= Schriftliche Aufgabe A =
Wann genau ist Bering laut dem Text über seinen Tod gestorben?
= Schriftliche Aufgabe B =
Greifen Sie den Text über Berings Tod nach seinem letzten Satz auf und schreiben Sie ihn weiter.

= Dokument =
+---+

Über den Tod Vitus Berings
Ohne
Zweifel würde er am Leben geblieben seyn, wenn er Kamtschatka erreicht
und nur der Wärme eines Zimmers und frischer Speisen sich hätte bedienen
können. So aber kam er fast vor Hunger, Durst, Kälte, Ungemach und
Betrübniß um, und der ödömatöse Geschwulst der Füsse, den er schon längst von einem gestopften Tertianfieber hatte,
wurde durch die Kälte vermehrt und in den Leib und die Brust getrieben,
endlich aber seinem Leben, durch den im Unterleibe entstandenen Brand,
am 8ten December zwey Stunden
vor Tage, ein Ende gemacht. So jammervoll sein Tod seinen Freunden
scheinen muste, so bewundernswürdig war seine Gelassenheit und
ernstliche Zubereitung zum Scheiden, welches bey völliger Vernunft und
Sprache erfolgte.

+---+

= Ausgewählte Datensätze =
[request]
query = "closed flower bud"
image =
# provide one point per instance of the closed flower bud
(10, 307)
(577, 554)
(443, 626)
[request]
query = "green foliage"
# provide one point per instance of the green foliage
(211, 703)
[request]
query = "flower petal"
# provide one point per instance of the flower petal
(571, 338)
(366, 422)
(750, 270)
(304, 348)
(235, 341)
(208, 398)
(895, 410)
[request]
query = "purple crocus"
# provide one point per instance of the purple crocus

+---+

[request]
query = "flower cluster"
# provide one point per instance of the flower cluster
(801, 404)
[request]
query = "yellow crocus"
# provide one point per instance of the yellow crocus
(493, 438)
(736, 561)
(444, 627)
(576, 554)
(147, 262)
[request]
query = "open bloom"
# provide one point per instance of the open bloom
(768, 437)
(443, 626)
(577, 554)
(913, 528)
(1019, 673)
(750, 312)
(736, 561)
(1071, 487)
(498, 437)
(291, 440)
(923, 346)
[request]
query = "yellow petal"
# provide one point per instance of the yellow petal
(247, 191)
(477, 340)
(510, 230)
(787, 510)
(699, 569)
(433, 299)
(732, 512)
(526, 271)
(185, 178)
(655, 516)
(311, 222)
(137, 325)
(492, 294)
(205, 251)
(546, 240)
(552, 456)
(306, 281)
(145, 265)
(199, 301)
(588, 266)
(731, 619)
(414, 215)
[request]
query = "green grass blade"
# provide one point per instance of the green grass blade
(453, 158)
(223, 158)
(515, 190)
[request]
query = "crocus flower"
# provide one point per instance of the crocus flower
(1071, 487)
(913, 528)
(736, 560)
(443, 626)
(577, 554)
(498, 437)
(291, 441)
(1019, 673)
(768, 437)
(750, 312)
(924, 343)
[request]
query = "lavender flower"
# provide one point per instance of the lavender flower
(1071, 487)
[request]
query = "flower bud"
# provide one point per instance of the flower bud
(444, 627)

+---+

= Antwort A =
Am 8. Dezember, zwei Stunden vor Tagesanbruch.

= Antwort B =
Über die Überfahrt nach Kamtschatka
Den
13ten August gingen endlich alle, mit vieler innerlicher Bewegung, aus
ihren Wohnungen nach dem Fahrzeuge, welches uns entweder nach unserem
Vaterlande führen, oder auf irgendeine Art unserm Schicksal den
Ausschlag geben sollte. Als wir auf dem Fahrzeug beysammen waren, sahe
man erstlich wie enge der Raum und wie beschwerlich die Reise dahero
werden würde. [...]
Den 17ten am Dienstag frühe, bekamen wir auf
einmal das feste Land von Kamtschatka zu sehen. Wir erreichten selbiges
gerade in der Gegend des Kronozkischen Vorgebirges, sahen es auch, wegen
trüber und neblichter Witterung nicht eher, als bis wir uns etwa eine
Meile von Ufer befanden. Nichts desto weniger blieb man bey dem Vorsatz,
nach dem Hafen zu gehen, von welchem wir noch dreißig Meilen entfernt
waren. Da aber die ganze Zeit über, unter dem Lande Kamtschatka entweder
eine gänzliche Windstille oder der Wind widrig war, so brachten wir
noch neun Tage mit lavieren zu, bis wir endlich den 26ten August, da man
sich vier und zwanzig Stunden lang ohne Unterlaß der Ruder bedient
hatte, in der Nacht in die Mündung des Seebusens, und den 27ten Abends
in den längst gewünschten Hafen [Petropavlovsk] selbst kamen.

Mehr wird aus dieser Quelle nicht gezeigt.